**EXERCISE REQUIREMENTS:** In the page text below about Common Stock ownership, what percentage of all outstanding shares of Common Stock do Westgate and Elliott International beneficially own together?

**PAGE TEXT:**

The amount of shares of Common Stock into which Elliott, Westgate, and
Elliott International's convertible notes and warrants are each convertible or
exchangeable is limited, pursuant to the terms of such instruments, to that
amount which would result in Elliott, Westgate and Elliott International
together having beneficial ownership of Common Stock not exceeding 9.9% of all
of the outstanding shares of Common Stock (the "Ownership Limitation"). However,
the Ownership Limitation is suspended during any periods when Elliott, Westgate
and Elliott International have the status of "director" or "director by
deputization" of the Issuer for purposes of Section 16 under the Securities
Exchange Act of 1934, as amended, as is currently the case due to the election
of Messrs. Brodsky and Perlman, designees of the Reporting Persons, to the
Board.
Together, Westgate and Elliott International beneficially own an
aggregate of 19,716,732 shares of Common Stock, constituting 34.7% of all of the
outstanding shares of Common Stock. Westgate and Elliott International currently
hold the following securities of the Issuer:
- 2,626,481 shares of Common Stock held outright,
- $833,333 face amount of 6% Notes which, together with
accrued interest thereon, are presently convertible into 3,659,443 shares of
Common Stock,
- $125,000 face amount of 2% Notes which, together with
accrued interest thereon, are presently convertible into 525,194 shares of
Common Stock,
- $1,288,889 face amount of Amended 2% Notes which, together
with accrued interest thereon, are presently convertible into 5,751,596 shares
of Common Stock, and
- $1,666,668 face amount of 10% Notes which are presently
convertible into 7,154,018 shares of Common Stock.

(Point labeling examples)
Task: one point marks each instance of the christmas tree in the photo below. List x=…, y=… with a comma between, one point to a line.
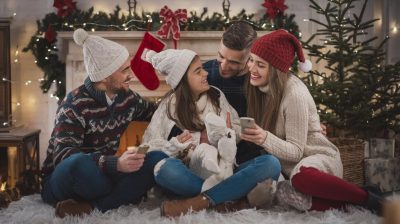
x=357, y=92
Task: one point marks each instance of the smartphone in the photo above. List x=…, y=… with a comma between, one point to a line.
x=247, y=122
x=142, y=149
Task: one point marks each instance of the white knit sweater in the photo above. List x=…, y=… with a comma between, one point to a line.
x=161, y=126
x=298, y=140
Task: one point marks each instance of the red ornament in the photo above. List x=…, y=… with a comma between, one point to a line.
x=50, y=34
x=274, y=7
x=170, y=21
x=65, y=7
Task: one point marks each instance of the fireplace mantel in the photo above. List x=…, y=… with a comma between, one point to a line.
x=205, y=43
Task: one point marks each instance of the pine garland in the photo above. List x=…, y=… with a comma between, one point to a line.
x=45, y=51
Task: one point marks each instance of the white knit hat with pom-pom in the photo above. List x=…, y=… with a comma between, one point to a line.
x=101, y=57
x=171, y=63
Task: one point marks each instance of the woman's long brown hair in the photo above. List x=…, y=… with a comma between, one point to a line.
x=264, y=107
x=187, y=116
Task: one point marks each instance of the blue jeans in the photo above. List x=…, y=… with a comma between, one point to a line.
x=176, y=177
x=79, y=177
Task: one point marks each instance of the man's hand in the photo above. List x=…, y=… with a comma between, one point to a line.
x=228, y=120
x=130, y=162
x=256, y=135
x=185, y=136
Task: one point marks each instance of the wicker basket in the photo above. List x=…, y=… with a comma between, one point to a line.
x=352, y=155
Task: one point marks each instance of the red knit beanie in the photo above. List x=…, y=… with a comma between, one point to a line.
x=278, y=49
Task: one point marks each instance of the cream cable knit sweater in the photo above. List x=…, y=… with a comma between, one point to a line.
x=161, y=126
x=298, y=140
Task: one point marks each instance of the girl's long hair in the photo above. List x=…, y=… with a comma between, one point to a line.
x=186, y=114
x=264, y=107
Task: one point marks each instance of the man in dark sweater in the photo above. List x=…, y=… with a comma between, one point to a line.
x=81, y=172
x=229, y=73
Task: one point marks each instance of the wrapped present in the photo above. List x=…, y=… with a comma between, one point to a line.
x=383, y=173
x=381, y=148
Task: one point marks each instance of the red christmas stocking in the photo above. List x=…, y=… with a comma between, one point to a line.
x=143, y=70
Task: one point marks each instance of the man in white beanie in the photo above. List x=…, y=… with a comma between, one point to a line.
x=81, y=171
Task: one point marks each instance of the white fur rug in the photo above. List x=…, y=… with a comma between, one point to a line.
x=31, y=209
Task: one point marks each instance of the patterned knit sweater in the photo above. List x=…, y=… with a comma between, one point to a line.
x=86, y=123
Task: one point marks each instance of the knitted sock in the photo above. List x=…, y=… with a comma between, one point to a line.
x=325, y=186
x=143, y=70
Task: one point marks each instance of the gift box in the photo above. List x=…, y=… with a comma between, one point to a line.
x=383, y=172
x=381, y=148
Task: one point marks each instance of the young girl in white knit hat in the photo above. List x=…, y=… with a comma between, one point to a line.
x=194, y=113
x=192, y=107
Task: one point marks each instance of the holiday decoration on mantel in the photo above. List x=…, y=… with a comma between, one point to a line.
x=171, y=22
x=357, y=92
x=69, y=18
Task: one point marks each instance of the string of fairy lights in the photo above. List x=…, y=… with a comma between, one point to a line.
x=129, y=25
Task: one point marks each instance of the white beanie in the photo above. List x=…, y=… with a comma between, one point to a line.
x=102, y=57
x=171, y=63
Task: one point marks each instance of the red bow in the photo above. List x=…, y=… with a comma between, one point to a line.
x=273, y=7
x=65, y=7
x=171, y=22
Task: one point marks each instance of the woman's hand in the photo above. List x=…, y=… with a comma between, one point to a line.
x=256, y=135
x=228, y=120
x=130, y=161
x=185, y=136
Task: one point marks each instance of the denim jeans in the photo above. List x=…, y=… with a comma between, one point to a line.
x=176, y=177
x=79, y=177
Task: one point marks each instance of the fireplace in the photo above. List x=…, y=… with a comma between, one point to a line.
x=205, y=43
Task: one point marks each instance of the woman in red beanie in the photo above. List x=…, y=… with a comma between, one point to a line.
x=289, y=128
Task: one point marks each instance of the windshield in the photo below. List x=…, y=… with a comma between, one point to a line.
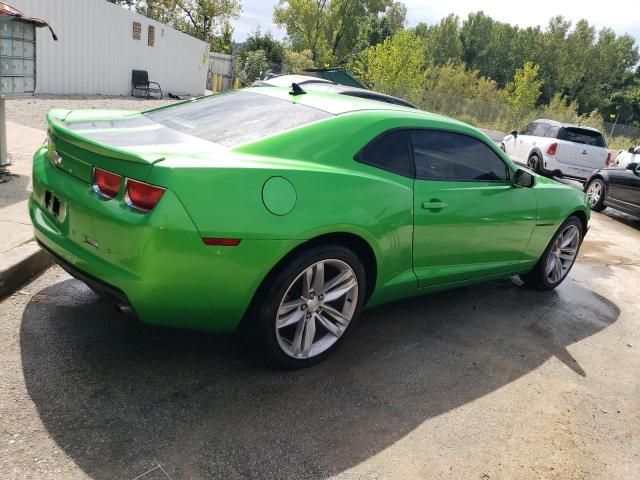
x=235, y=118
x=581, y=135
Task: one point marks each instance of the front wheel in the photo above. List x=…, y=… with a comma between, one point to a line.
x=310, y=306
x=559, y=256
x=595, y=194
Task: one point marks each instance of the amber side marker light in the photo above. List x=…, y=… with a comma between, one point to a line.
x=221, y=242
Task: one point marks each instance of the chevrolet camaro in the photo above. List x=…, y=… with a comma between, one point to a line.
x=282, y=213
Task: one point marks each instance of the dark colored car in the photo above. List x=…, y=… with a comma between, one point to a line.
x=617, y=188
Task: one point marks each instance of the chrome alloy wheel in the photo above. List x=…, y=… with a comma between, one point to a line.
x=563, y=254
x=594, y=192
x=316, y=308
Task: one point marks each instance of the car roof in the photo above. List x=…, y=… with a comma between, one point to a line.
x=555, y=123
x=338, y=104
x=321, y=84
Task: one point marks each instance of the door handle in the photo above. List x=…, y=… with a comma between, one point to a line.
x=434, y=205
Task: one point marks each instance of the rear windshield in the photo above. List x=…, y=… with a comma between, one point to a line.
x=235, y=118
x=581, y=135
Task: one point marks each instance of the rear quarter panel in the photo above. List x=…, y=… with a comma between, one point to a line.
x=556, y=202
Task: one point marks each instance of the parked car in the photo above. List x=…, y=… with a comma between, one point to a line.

...

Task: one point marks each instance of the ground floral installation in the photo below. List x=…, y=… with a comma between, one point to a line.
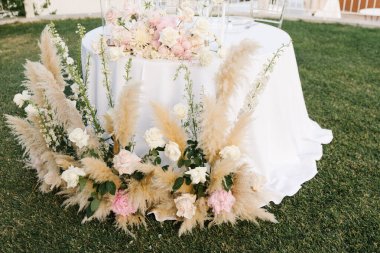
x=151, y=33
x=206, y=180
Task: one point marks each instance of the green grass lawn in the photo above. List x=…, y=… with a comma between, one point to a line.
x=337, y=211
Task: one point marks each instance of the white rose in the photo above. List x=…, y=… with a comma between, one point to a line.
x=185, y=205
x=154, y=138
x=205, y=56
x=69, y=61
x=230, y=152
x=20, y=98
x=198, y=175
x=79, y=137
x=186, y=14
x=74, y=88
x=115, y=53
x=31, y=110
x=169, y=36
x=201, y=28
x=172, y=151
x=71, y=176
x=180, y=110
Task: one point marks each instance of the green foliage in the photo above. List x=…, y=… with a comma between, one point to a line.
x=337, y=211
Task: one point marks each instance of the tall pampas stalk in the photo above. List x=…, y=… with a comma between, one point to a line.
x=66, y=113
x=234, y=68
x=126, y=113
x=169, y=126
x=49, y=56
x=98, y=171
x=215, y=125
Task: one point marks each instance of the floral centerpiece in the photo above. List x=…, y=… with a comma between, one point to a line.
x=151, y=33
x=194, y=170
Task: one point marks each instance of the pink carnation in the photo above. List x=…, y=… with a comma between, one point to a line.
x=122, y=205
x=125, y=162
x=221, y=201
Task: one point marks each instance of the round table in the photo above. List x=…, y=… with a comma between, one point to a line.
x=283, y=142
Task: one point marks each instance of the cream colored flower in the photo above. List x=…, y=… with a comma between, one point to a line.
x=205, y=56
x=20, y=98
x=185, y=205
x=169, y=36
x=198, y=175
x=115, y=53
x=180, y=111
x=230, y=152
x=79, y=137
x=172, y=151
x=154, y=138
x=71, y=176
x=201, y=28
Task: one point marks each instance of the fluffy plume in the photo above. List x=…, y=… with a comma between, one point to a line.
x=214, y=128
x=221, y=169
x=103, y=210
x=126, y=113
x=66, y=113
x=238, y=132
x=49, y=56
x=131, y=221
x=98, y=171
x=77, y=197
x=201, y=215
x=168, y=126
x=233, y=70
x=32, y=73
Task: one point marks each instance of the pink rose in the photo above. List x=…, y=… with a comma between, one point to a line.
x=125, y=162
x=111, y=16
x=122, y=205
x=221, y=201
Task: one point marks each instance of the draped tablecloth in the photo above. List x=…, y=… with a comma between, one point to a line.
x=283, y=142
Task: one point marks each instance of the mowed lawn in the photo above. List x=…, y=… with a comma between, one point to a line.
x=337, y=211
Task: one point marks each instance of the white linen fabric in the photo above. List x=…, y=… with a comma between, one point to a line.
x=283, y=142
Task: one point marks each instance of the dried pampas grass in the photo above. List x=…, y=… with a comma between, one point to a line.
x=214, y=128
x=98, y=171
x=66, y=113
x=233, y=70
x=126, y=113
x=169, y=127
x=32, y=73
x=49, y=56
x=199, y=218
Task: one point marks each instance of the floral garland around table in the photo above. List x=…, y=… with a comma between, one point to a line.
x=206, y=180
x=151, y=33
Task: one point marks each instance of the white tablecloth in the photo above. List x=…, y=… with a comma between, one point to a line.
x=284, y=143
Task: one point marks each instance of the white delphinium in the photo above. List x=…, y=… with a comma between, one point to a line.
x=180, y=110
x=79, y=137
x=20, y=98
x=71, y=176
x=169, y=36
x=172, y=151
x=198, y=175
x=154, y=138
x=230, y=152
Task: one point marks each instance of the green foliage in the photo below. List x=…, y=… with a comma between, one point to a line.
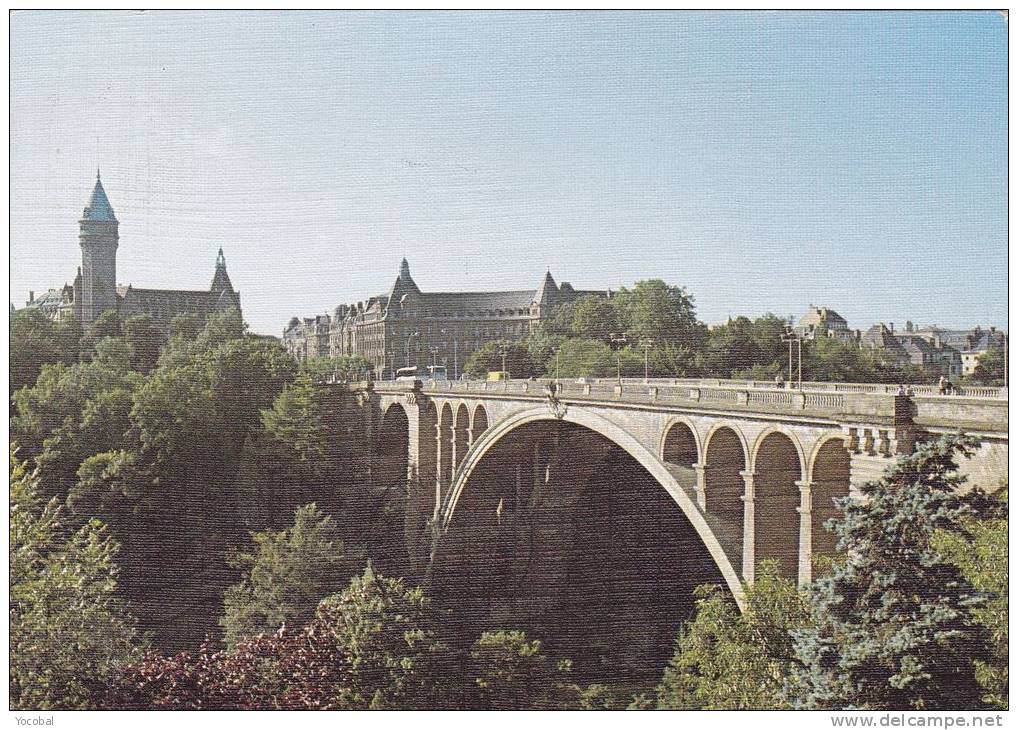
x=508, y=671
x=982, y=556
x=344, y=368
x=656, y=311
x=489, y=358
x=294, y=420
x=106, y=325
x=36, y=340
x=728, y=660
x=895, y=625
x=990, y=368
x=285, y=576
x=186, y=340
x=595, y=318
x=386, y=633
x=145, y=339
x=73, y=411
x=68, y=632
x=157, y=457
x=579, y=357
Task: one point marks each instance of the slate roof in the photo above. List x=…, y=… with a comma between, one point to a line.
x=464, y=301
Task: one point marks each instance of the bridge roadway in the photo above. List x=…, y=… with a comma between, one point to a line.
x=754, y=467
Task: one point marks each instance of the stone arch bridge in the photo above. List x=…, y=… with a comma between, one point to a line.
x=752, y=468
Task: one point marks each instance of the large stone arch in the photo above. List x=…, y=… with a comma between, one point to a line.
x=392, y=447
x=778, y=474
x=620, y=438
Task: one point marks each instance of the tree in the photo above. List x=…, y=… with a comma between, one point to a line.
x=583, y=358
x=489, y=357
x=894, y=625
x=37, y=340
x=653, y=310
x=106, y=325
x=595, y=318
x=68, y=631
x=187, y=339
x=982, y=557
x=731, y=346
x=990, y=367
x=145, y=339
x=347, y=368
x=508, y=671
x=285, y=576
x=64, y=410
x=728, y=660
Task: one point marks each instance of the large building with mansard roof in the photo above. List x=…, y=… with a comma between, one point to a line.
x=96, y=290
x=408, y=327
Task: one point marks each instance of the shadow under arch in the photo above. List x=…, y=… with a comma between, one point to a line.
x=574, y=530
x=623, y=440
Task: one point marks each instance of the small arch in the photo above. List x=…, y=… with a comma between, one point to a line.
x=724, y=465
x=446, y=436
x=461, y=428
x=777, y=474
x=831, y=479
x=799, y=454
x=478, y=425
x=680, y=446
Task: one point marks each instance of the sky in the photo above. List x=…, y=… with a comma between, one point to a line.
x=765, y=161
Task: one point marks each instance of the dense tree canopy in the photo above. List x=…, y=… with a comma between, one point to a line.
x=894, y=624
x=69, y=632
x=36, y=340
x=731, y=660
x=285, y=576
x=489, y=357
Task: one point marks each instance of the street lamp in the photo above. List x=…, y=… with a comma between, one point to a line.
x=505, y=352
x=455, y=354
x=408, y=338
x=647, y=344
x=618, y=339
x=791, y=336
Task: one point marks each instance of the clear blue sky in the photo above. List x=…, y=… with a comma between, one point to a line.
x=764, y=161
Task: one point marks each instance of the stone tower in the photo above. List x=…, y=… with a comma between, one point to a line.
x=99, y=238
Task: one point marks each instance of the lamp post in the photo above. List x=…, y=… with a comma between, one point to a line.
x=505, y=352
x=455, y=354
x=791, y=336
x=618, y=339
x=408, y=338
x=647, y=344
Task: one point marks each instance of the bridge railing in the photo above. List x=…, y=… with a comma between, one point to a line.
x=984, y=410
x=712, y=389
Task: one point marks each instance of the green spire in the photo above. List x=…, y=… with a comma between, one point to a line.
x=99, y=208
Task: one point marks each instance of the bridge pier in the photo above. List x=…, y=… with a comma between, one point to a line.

**COMPLETED TASK:** 34.7%